**SHORT TASK**
Continue the passage about Wayne Gerdes and the Hybridfest mpg Challenge from its last sentence, keeping its tone. The entries that follow it are separate and not part of the passage.

**PAGE EXCERPT**
They're watching Wayne Gerdes prepare for his run in
Hybridfest's mpg
Challenge, a 20-mile race through the streets of Madison.
Wayne is the odds-on favorite to win the challenge, in which
drivers compete to push the automotive limits not of speed
and power—a desire those gathered here consider
old-fashioned and wasteful—but for the unsexy title of Most
Fuel-Efficient Driver in the World.
Wayne is believed to be that driver, but he's nervous,
because all day long the hypermilers—the term Wayne invented
to describe the band of brothers who push the limits of fuel
efficiency—have been getting crazy-high miles-per-gallon
readings, as much as 100 mpg. For the race, he's borrowed a
buddy's Insight and, in order to decrease the car's mass,
jettisoned everything that's not screwed down. Car
detritus—a pillow, towels, cleaning supplies, a tool
kit—sits neatly on a blanket on the macadam.
What can't be jettisoned is Wayne himself, who at 6 feet
1 inch and 210 pounds looks too big to fit into this tin can
two-seater. ("I would love to lose 60 pounds," he tells me,
"because it would help my mileage.") In Wayne's world, fuel
efficiency is not about the car. It's about the driver.
Wayne doesn't get high mpg marks by tinkering with engines
or using funky fuels or even, most days, by driving a
hybrid. He gets them by driving consciously—hyperconsciously.
He takes out his wallet and his keys. Then he removes his
sneakers. "We'll put them on eBay," cracks one of the
onlookers. "He's speeding," someone says as Wayne exits the
parking lot. "Look at him go." Wayne is doing no more than
15 miles per hour. Before he's out of sight, though, he
turns a full loop on the exit road to slow himself down, so
he doesn't have to brake at a traffic jam ahead. Wayne hates
braking.

**DATA**
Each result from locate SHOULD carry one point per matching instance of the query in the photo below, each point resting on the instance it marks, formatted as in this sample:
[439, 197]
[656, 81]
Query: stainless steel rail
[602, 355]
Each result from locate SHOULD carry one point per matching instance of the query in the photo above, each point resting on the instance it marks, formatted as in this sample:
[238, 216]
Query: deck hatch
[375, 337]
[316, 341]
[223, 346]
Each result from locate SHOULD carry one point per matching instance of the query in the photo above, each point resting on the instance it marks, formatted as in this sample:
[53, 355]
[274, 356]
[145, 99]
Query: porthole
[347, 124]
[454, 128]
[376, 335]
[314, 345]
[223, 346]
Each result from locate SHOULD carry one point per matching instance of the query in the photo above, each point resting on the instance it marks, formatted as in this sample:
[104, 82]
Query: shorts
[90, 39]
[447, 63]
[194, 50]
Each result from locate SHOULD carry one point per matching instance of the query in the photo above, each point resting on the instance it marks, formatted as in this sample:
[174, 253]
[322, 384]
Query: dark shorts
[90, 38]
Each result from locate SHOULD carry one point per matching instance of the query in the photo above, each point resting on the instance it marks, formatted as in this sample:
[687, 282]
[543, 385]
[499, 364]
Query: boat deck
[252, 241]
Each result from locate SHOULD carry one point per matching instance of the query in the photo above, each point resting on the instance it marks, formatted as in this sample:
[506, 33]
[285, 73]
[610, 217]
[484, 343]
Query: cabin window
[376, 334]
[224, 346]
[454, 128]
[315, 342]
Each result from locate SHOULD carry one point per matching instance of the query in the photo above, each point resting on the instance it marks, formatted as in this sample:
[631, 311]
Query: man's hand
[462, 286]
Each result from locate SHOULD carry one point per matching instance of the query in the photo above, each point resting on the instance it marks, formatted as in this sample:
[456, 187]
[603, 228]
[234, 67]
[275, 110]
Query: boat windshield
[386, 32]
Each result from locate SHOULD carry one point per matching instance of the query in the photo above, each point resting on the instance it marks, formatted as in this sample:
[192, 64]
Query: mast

**RESPONSE TO THIS EXERCISE**
Forty-five minutes later, Wayne is still driving the
bucolic 20-mile course when raindrops as big as marbles
begin falling and winds send trash hurtling across the
parking lot. Everyone runs for cover, and I jump into a
Toyota Prius owned by one of Wayne's hypermiling buddies,
Dave Bassage. Puddles and high winds are a hypermiler's
nightmare. "Nature's putting on its own energy show," says
Bassage, watching the blasts of lightning through his
water-splattered windshield. "This pretty much screws
Wayne."
two nights earlier,
on a clammy 80-degree Chicago evening, I wait for Wayne at
the curb at O'Hare International Airport. I first see his
technique as the car he's driving, a 2006 Honda Civic
Hybrid, pulls over to pick me up. Drifts over, actually,
like a jellyfish. Around Wayne is madness in motion: Drivers
in four lanes are accelerating hard, weaving erratically, or
grinding to a halt. To Wayne, these are the driving habits
of the ignorant and the wasteful—which is to say, nearly all
of us. Wayne's car glides to a stop as if it has run out of
gas. Wayne has stopped without braking.
The car is owned by his friend Terry Honaker, who, with
his wife, Cathy, is along for the ride. Inside it's hotter
and even more humid than outside. As we take off—or, more
accurately, as the vehicle rolls forward really
slowly—I notice that all four windows are closed and the AC
is off. I'm sitting in one of the most technologically
advanced cars in the world, and it feels like I'm trapped in
a fanless tollbooth in Biloxi, Mississippi, in August. We
take the interstate to Wayne's house. The speed limit is 55,
and most of the traffic is zipping past at 75 or so, but
Wayne hovers around 50 mph. He's riding the white line on
the right side of the right-hand lane.
"Why are you doing that?" I ask from the backseat. "It's
called ridge-riding," he explains, using another term he's
invented. He ridge-rides to let people behind him know that
he is moving slowly. I imagine it's also a way to avoid
dying plastered to the grill of a semi. Ridge-riding, Wayne
explains, saves gas in the rain, as it gets the wheels out
of the puddly grooves in the road created by more, let's
say, traditional drivers. "People are burning fuel to throw
water in the air," he says, adding that you can hear if
you're driving in the road's grooves or out of them. That's
interesting, but I'm having a hard time concentrating,
because my back and butt are beginning to stick to the seat.
"Is anybody a little warm in here?" I ask.
I don't think Wayne hears me, because, as a Chevy Tahoe
whizzes by, he notes, "I imagine that it's getting 10 to 13
miles per gallon climbing this hill. We're getting about 80.
It'll drive you crazy." I'm thinking that hypermiling
consists of driving like a 90-year-old in a mobile sweat
lodge, but I'm about to find out I'm wrong. Really, really
wrong.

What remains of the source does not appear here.